Johannes Albert Reinmöller (* 25. Mai 1877 in Bebra; † 1. März 1955 in Heidelberg) war ein deutscher Kieferchirurg, Hochschullehrer und Universitätsrektor.

Leben

Johannes Reinmöller, Sohn eines Bahnbeamten, wuchs in Bebra auf. Er besuchte dort die Dorfschule und bestand die Reifeprüfung am Gymnasium in Hersfeld. Im Wintersemester 1897/98 begann er an der Philipps-Universität Marburg Medizin zu studieren. Auf Empfehlung von Matthäus Triebenstein, dem Bruder seiner Mutter Barbara geb. Triebenstein, wurde er im Corps Hasso-Nassovia aktiv. 1898 wurde er recipiert. Er wechselte an die Hessische Ludwigs-Universität, wo er sich 1899 auch dem Corps Hassia Gießen anschloss. Wohl nach dem Physikum ging er zum Sommersemester 1901 an die Universität Rostock. 1903/04 war er Volontärassistent an der Zahnklinik Breslau. 1904 legte er in Rostock die medizinische Staatsprüfung ab. Die zahnmedizinische folgte 1905 an der Ludwig-Maximilians-Universität München. 1905 wurde er auch zum Dr. med. promoviert.

## AUFGABEN
A: Beantworten Sie anhand des vorliegenden Textes folgende Fragen:
(i) In welcher Stadt starb Johannes Reinmöller?
(ii) Welchem Corps schloss er sich 1899 an?
(iii) An welcher Universität legte er die zahnmedizinische Prüfung ab?
B: Prüfen Sie, ob die folgenden Aussagen mit dem vorliegenden Text übereinstimmen. Antworten Sie jeweils mit Ja oder Nein, und zitieren Sie die entscheidende Textstelle wörtlich.
(i) Reinmöller begann sein Medizinstudium an der Universität Rostock.
(ii) Matthäus Triebenstein war der Bruder von Reinmöllers Mutter.
(iii) Die medizinische Staatsprüfung legte Reinmöller 1904 in Rostock ab.
C: Geben Sie den Abschnitt des vorliegenden Textes wörtlich wieder, der mit „Johannes Reinmöller, Sohn“ beginnt und mit „Dr. med. promoviert.“ endet.

## ERHOBENE DATEN
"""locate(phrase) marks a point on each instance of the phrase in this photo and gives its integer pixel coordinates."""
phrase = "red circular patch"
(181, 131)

## LÖSUNGEN
A:
(i) In Heidelberg.
(ii) Dem Corps Hassia Gießen.
(iii) An der Ludwig-Maximilians-Universität München.

B:
(i) Nein: „Im Wintersemester 1897/98 begann er an der Philipps-Universität Marburg Medizin zu studieren.“
(ii) Ja: „Auf Empfehlung von Matthäus Triebenstein, dem Bruder seiner Mutter Barbara geb. Triebenstein“
(iii) Ja: „1904 legte er in Rostock die medizinische Staatsprüfung ab.“

C:
Johannes Reinmöller, Sohn eines Bahnbeamten, wuchs in Bebra auf. Er besuchte dort die Dorfschule und bestand die Reifeprüfung am Gymnasium in Hersfeld. Im Wintersemester 1897/98 begann er an der Philipps-Universität Marburg Medizin zu studieren. Auf Empfehlung von Matthäus Triebenstein, dem Bruder seiner Mutter Barbara geb. Triebenstein, wurde er im Corps Hasso-Nassovia aktiv. 1898 wurde er recipiert. Er wechselte an die Hessische Ludwigs-Universität, wo er sich 1899 auch dem Corps Hassia Gießen anschloss. Wohl nach dem Physikum ging er zum Sommersemester 1901 an die Universität Rostock. 1903/04 war er Volontärassistent an der Zahnklinik Breslau. 1904 legte er in Rostock die medizinische Staatsprüfung ab. Die zahnmedizinische folgte 1905 an der Ludwig-Maximilians-Universität München. 1905 wurde er auch zum Dr. med. promoviert.